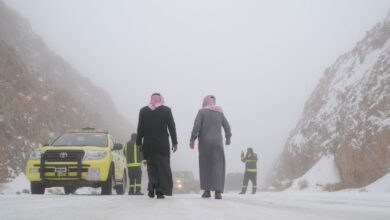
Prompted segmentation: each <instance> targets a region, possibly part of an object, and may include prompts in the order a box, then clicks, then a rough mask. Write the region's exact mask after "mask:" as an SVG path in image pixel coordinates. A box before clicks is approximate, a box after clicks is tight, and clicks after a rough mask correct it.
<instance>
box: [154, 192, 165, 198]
mask: <svg viewBox="0 0 390 220" xmlns="http://www.w3.org/2000/svg"><path fill="white" fill-rule="evenodd" d="M156 194H157V199H165V196H164V194H162V193H161V192H156Z"/></svg>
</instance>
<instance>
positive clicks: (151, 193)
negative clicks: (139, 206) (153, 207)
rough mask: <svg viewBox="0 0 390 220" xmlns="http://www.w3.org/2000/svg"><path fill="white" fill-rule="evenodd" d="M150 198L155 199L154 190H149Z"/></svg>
mask: <svg viewBox="0 0 390 220" xmlns="http://www.w3.org/2000/svg"><path fill="white" fill-rule="evenodd" d="M148 196H149V198H152V199H153V198H154V190H149V192H148Z"/></svg>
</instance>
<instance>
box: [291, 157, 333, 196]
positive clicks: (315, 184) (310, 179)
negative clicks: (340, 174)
mask: <svg viewBox="0 0 390 220" xmlns="http://www.w3.org/2000/svg"><path fill="white" fill-rule="evenodd" d="M338 182H340V173H339V170H338V168H337V165H336V162H335V158H334V155H328V156H324V157H322V158H321V159H320V160H319V161H318V162H317V163H316V164H315V165H314V166H313V167H312V168H311V169H310V170H309V171H307V172H306V173H305V174H304V175H303V176H302V177H300V178H298V179H295V180H294V182H293V184H292V185H291V187H290V188H288V189H287V190H314V191H318V190H319V191H322V190H324V187H326V185H327V184H334V183H338Z"/></svg>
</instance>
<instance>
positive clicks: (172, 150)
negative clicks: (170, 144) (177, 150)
mask: <svg viewBox="0 0 390 220" xmlns="http://www.w3.org/2000/svg"><path fill="white" fill-rule="evenodd" d="M176 151H177V144H175V145H172V152H173V153H175V152H176Z"/></svg>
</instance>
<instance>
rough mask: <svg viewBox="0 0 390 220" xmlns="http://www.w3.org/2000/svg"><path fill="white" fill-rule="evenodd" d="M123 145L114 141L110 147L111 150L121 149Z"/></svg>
mask: <svg viewBox="0 0 390 220" xmlns="http://www.w3.org/2000/svg"><path fill="white" fill-rule="evenodd" d="M122 148H123V146H122V144H121V143H115V144H114V147H113V148H112V149H113V150H122Z"/></svg>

============================================================

To do
Copy the data exactly. Pictures do not belong in the copy.

Finished task
Prompted segmentation: each <instance> targets a region, possibly part of an object, and may include prompts in the order a box, then clicks, then a rough mask. Write the region's exact mask after "mask:" as an SVG path in image pixel coordinates. A box before clicks is approximate, a box after clicks is tight, and clicks after a rough mask correct it.
<instance>
box: [154, 192, 165, 198]
mask: <svg viewBox="0 0 390 220" xmlns="http://www.w3.org/2000/svg"><path fill="white" fill-rule="evenodd" d="M156 194H157V199H165V196H164V194H162V193H161V192H156Z"/></svg>
</instance>
<instance>
positive clicks: (151, 193)
negative clicks: (139, 206) (153, 207)
rough mask: <svg viewBox="0 0 390 220" xmlns="http://www.w3.org/2000/svg"><path fill="white" fill-rule="evenodd" d="M150 198L155 199L154 190H149Z"/></svg>
mask: <svg viewBox="0 0 390 220" xmlns="http://www.w3.org/2000/svg"><path fill="white" fill-rule="evenodd" d="M148 196H149V198H152V199H153V198H154V190H149V192H148Z"/></svg>
</instance>
<instance>
box: [291, 157, 333, 196]
positive clicks: (315, 184) (310, 179)
negative clicks: (340, 174)
mask: <svg viewBox="0 0 390 220" xmlns="http://www.w3.org/2000/svg"><path fill="white" fill-rule="evenodd" d="M338 182H340V173H339V170H338V168H337V165H336V162H335V158H334V155H328V156H324V157H322V158H321V159H320V160H319V161H318V162H317V163H316V164H315V165H314V166H313V167H312V168H311V169H310V170H309V171H307V172H306V173H305V174H304V175H303V176H302V177H300V178H298V179H295V180H294V182H293V184H292V185H291V187H290V188H288V189H287V190H314V191H318V190H319V191H322V190H324V187H326V185H327V184H334V183H338Z"/></svg>
</instance>
<instance>
positive clicks: (172, 150)
negative clicks: (170, 144) (177, 150)
mask: <svg viewBox="0 0 390 220" xmlns="http://www.w3.org/2000/svg"><path fill="white" fill-rule="evenodd" d="M176 151H177V144H175V145H172V152H173V153H175V152H176Z"/></svg>
</instance>
<instance>
rough mask: <svg viewBox="0 0 390 220" xmlns="http://www.w3.org/2000/svg"><path fill="white" fill-rule="evenodd" d="M123 145L114 141L110 147L111 150L121 149Z"/></svg>
mask: <svg viewBox="0 0 390 220" xmlns="http://www.w3.org/2000/svg"><path fill="white" fill-rule="evenodd" d="M122 148H123V146H122V144H121V143H115V144H114V147H113V148H112V149H113V150H122Z"/></svg>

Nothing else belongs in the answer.